● Data to process:

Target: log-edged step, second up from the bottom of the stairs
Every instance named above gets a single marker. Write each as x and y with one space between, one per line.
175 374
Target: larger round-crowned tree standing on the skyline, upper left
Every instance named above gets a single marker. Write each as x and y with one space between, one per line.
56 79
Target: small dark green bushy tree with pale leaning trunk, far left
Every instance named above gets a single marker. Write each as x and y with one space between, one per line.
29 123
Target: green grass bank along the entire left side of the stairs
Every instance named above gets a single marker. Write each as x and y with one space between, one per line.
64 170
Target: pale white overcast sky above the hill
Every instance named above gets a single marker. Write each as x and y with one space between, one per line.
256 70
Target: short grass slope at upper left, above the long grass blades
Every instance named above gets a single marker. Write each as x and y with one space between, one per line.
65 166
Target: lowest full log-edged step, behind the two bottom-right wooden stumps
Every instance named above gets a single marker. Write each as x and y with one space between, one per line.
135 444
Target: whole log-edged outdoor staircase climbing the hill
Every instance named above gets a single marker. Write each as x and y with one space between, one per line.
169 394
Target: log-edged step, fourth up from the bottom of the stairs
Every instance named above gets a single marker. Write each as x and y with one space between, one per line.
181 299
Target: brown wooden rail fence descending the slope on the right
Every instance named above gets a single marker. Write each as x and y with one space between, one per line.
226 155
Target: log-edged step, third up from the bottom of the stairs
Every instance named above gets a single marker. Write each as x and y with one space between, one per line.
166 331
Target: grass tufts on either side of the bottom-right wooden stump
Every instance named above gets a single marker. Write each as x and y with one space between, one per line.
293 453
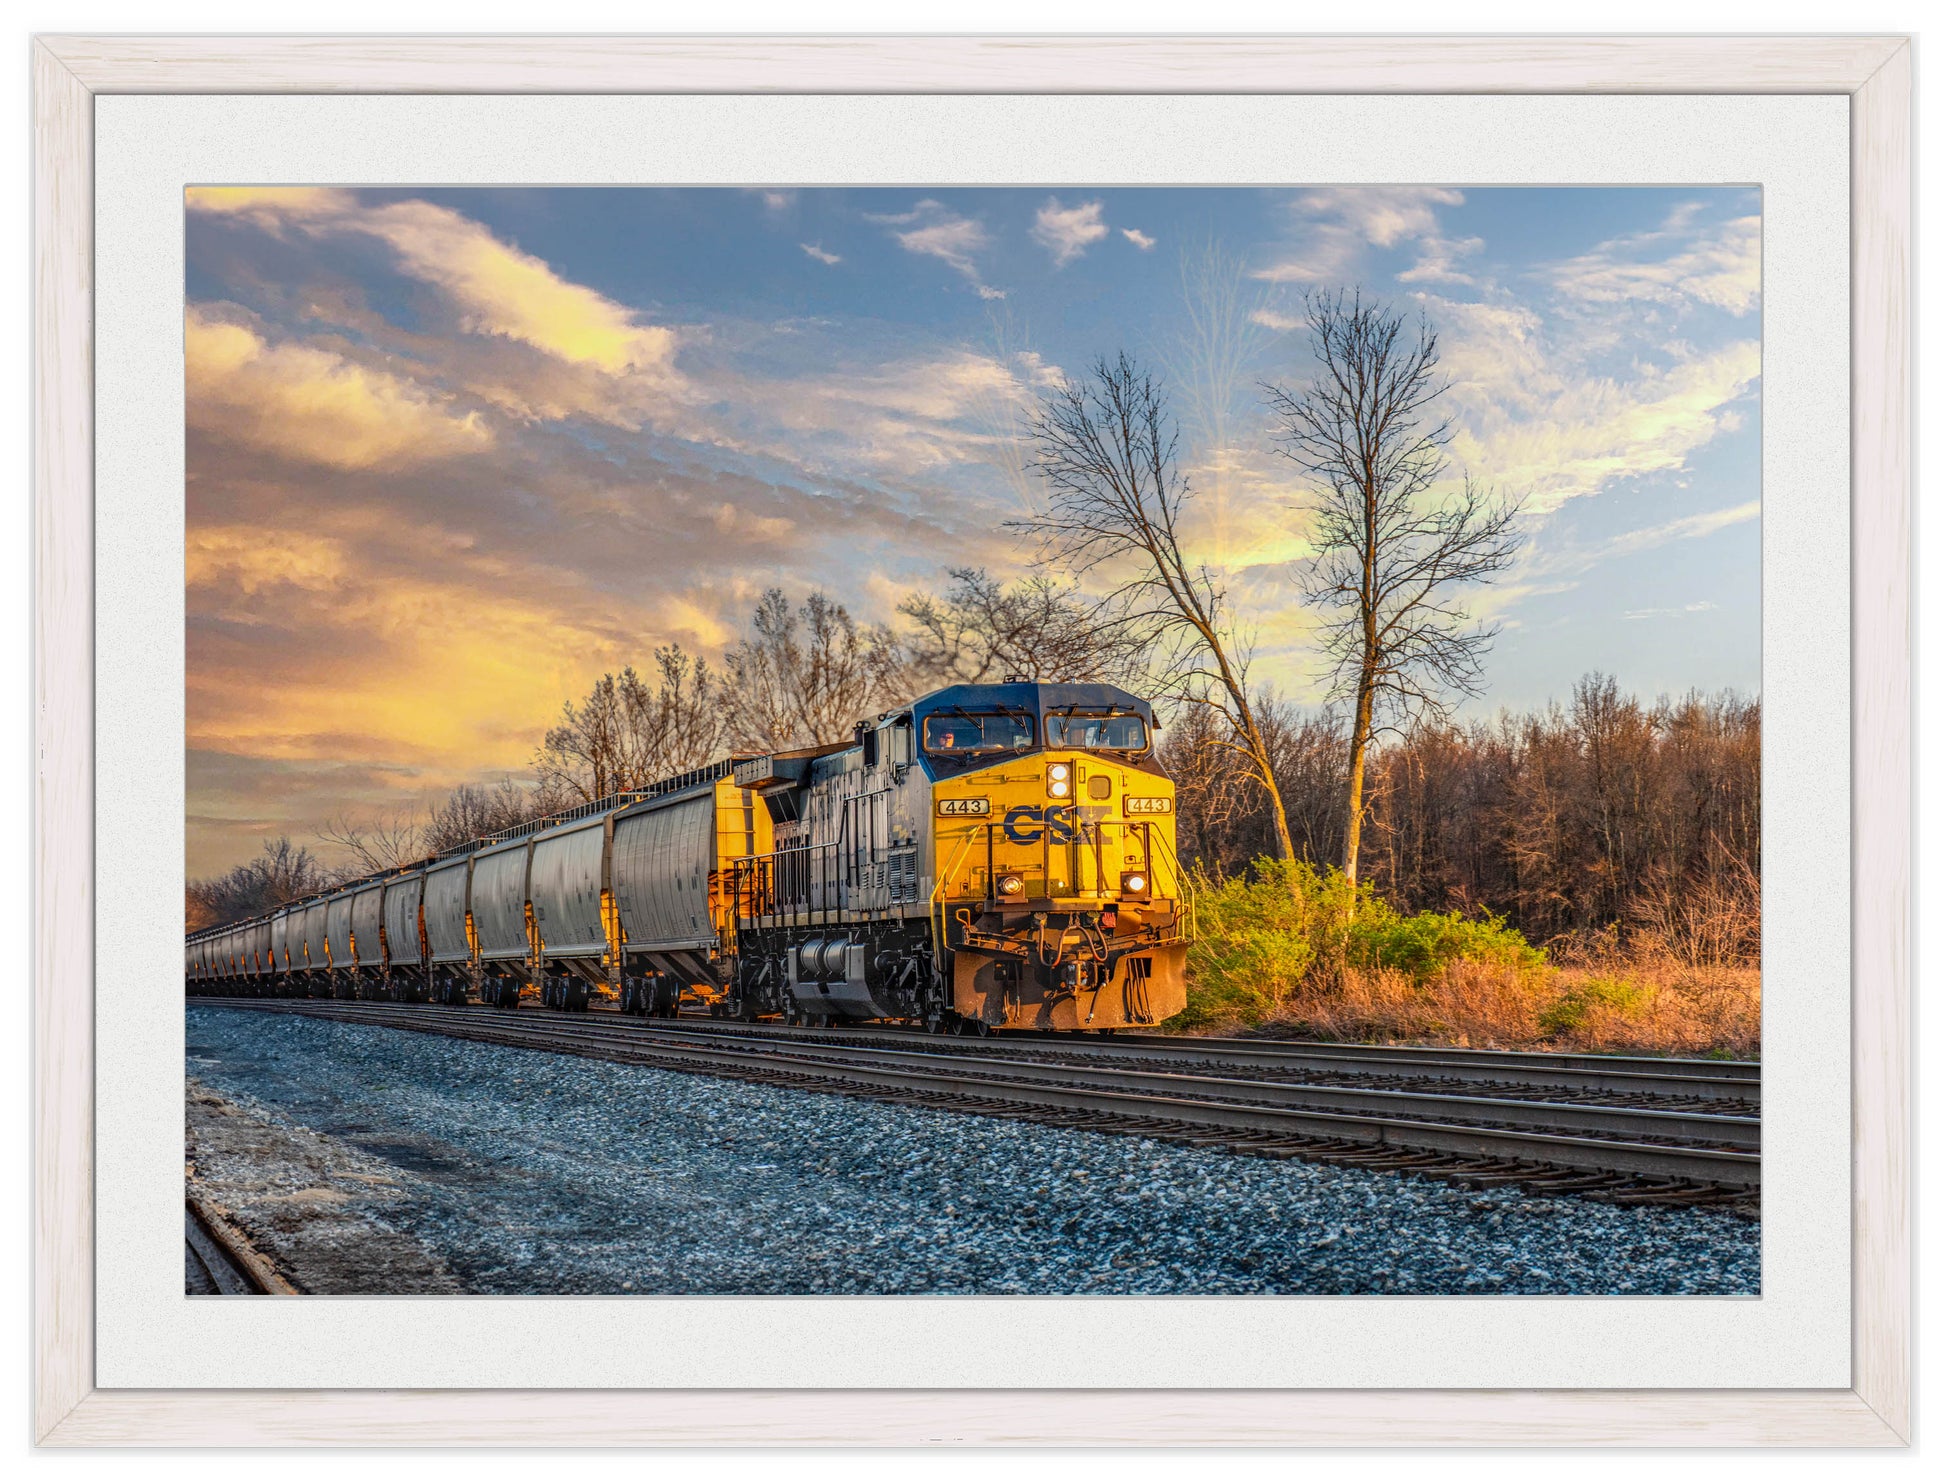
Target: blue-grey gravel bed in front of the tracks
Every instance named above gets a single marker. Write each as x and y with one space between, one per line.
536 1173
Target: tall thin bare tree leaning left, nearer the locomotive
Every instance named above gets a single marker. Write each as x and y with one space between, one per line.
1104 449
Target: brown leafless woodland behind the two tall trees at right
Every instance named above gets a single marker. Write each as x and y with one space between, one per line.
1604 816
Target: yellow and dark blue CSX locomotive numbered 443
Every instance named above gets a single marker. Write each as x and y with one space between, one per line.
991 855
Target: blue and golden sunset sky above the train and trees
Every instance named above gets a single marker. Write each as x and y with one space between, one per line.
454 454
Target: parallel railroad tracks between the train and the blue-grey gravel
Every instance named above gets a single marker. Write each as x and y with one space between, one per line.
1496 1120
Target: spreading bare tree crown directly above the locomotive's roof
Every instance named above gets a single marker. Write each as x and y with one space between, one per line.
1038 630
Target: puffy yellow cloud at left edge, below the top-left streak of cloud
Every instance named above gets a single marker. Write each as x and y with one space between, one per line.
314 406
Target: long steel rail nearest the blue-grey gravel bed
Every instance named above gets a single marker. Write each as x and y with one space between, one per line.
1385 1128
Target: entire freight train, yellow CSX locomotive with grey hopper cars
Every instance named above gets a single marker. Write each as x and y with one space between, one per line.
988 857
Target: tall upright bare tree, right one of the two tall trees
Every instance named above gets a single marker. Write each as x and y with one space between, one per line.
1390 556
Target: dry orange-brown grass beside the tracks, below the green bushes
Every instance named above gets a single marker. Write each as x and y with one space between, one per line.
1645 1003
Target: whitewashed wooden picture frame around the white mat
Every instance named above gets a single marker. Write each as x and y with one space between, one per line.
67 75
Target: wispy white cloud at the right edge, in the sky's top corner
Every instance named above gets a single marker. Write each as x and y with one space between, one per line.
1717 266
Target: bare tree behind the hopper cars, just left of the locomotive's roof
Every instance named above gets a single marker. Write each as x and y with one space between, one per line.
807 674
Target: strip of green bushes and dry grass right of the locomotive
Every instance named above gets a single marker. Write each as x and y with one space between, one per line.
1297 949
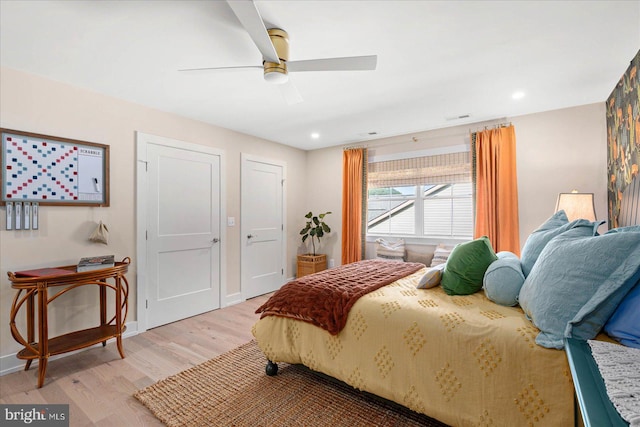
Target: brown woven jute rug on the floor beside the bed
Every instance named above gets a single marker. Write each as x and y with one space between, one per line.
233 390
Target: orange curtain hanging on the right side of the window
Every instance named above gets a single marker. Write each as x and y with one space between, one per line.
497 189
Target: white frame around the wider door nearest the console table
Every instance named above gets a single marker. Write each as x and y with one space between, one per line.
142 141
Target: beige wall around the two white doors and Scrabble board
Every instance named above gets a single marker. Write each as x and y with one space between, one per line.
32 104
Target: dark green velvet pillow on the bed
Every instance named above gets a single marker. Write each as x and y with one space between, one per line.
466 266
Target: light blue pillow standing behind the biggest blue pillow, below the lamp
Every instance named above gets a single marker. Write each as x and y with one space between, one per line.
551 228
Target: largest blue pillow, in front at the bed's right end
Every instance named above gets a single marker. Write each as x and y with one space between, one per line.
577 283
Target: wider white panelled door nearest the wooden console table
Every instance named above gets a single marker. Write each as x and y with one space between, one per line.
183 250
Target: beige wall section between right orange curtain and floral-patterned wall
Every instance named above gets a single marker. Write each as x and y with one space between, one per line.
559 151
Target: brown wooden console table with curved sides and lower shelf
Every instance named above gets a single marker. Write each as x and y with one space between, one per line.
28 287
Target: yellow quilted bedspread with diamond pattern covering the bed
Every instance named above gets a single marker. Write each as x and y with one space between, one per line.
460 359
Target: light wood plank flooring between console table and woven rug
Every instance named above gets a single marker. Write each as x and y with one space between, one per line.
98 385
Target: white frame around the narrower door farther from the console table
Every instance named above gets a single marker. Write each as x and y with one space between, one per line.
243 256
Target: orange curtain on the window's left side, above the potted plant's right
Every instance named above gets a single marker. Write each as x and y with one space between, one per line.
353 190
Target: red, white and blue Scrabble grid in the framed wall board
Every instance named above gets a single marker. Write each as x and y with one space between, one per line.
40 170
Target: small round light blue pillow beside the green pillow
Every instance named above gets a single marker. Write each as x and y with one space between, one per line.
503 280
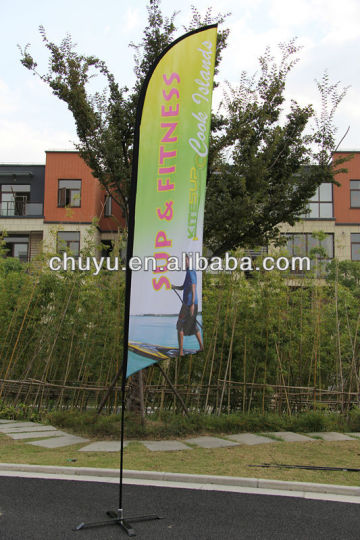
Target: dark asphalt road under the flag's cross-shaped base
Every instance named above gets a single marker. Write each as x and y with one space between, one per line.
37 509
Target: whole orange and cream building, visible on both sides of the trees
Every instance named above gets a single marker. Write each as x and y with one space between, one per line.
54 205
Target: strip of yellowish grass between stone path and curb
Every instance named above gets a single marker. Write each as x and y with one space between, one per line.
233 461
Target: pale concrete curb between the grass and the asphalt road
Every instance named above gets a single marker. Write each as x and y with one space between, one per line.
232 481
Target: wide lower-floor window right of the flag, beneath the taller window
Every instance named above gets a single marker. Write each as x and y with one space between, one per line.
306 245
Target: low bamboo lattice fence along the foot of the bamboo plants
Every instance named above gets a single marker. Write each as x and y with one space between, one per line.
240 397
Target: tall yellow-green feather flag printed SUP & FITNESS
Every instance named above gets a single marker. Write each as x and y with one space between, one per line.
168 195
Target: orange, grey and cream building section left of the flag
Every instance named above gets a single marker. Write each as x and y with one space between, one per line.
53 206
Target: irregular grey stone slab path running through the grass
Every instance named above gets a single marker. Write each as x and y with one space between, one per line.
49 437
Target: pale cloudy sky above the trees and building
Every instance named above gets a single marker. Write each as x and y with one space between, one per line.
33 120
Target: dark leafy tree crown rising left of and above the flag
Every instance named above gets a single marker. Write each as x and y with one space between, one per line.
105 120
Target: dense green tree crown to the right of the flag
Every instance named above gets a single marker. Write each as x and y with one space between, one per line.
268 168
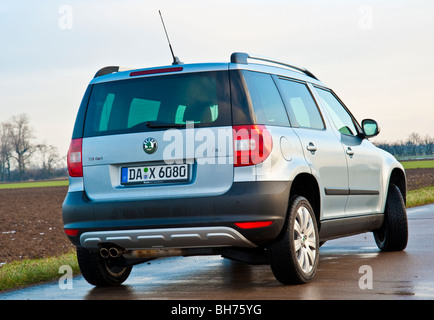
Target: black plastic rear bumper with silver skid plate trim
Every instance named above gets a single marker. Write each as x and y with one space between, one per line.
191 222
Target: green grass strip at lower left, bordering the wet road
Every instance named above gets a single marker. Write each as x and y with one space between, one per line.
22 273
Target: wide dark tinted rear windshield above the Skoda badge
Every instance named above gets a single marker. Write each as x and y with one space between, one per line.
145 104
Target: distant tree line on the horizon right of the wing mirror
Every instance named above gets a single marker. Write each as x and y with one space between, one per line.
414 146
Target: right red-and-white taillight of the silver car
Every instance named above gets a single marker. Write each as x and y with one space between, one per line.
252 144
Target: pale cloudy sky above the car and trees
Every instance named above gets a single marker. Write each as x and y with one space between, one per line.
376 55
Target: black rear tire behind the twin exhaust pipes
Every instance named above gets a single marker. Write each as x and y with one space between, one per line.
101 272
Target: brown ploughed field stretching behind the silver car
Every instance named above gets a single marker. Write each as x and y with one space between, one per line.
31 219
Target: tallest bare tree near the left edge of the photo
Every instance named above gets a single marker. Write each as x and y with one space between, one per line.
21 136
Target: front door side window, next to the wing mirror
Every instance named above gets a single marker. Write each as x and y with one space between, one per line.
340 117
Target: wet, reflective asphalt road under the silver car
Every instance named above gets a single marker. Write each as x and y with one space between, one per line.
350 268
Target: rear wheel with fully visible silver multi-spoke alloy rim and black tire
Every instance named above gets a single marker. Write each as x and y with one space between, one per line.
294 256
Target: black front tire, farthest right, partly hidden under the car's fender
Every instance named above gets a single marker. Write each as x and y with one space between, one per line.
393 235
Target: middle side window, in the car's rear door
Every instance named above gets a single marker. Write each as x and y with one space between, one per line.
302 109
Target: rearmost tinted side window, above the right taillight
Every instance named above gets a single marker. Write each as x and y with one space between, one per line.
267 103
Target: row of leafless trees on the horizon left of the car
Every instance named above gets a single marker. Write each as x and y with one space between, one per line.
22 158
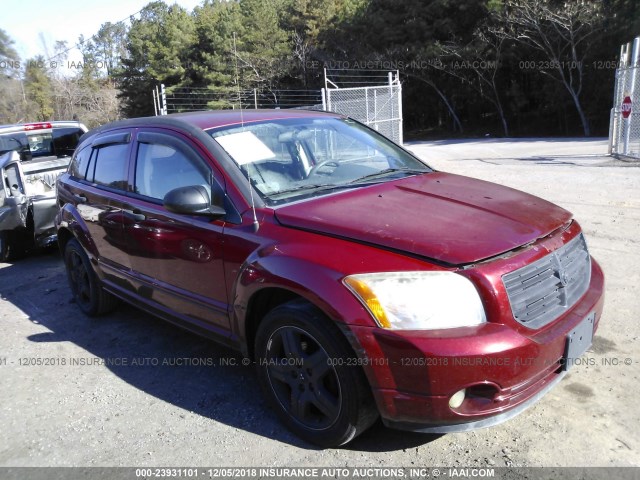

● Task description: Using the word "beige" as the filter, copy each matching line from the material.

● Answer to this task:
Target: beige wall around the two white doors and Scrabble board
Target: beige wall section between right orange curtain and floral-patterned wall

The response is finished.